> **What this exercise asks**
- A) Transcribe the stretch of the forum thread about Maja from "## Charliethree (Jul" through "to your heart.".
- B) Go on with the forum thread about the loss of Maja, starting after its last line.

There is not a day without us talking about Maja. we remember special events, but most of all how she affected our everyday life - through small, gentle things: sighs of happiness, small wags, the eagerness to go out to go for walks in the forest, how she ALWAYS would sit in our gate waiting for me when I would come back home from work. The small, gentle things - there is so, so much to learn from this!

We have endless amounts of pictures of her, and it is so good to see the happiness and gentleness that radiates from each single one of them. We miss it so much, but we had it for 11 years, and it was a blessing. She had a good life, and she knew how to enjoy it


----------



## Charliethree (Jul 18, 2010)

Am so sorry for your loss of Maja. One of the most difficult things to endure is to lose a best friend. 

When I lost my boy Charlie suddenly a friend sent me this quote from Dr. Seuss: 

'Don't cry because it over, smile because it happened.' 

May your days get easier, your memories of Maja bring a smile to your face and some sunshine to your heart. 

My heart goes out to you.


----------



## Brodys Rockies (Jan 8, 2019)

> **Supplied data**
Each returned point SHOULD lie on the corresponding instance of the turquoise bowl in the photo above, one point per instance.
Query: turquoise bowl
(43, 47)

> **Expected outputs**
- A)
## Charliethree (Jul 18, 2010)

Am so sorry for your loss of Maja. One of the most difficult things to endure is to lose a best friend. 

When I lost my boy Charlie suddenly a friend sent me this quote from Dr. Seuss: 

'Don't cry because it over, smile because it happened.' 

May your days get easier, your memories of Maja bring a smile to your face and some sunshine to your heart.

- B)
I'm so sorry for your loss of Maja. She was such a beautiful dog. We too just lost our 11-year-old Golden, River, this past 12/15/18. I so know the pain you're feeling. I imagine you're feeling it's hard to breathe at times. Each day you will feel a bit better. It takes time, but time does seem to heal the wounds of loss. Hang in there. God Bless!


----------



## googlegirl (Aug 21, 2018)

Oh, sweet Steinsk, I am so so sorry for your loss and your wife's loss of this absolutely stunning creature. It touches all of us as we all make ourselves so vulnerable. Please forgive yourself for not being able to be there. It sounds like there was little warning. It must be such a shock and I am so sorry you are all left with a hole in your heart. Much love to you.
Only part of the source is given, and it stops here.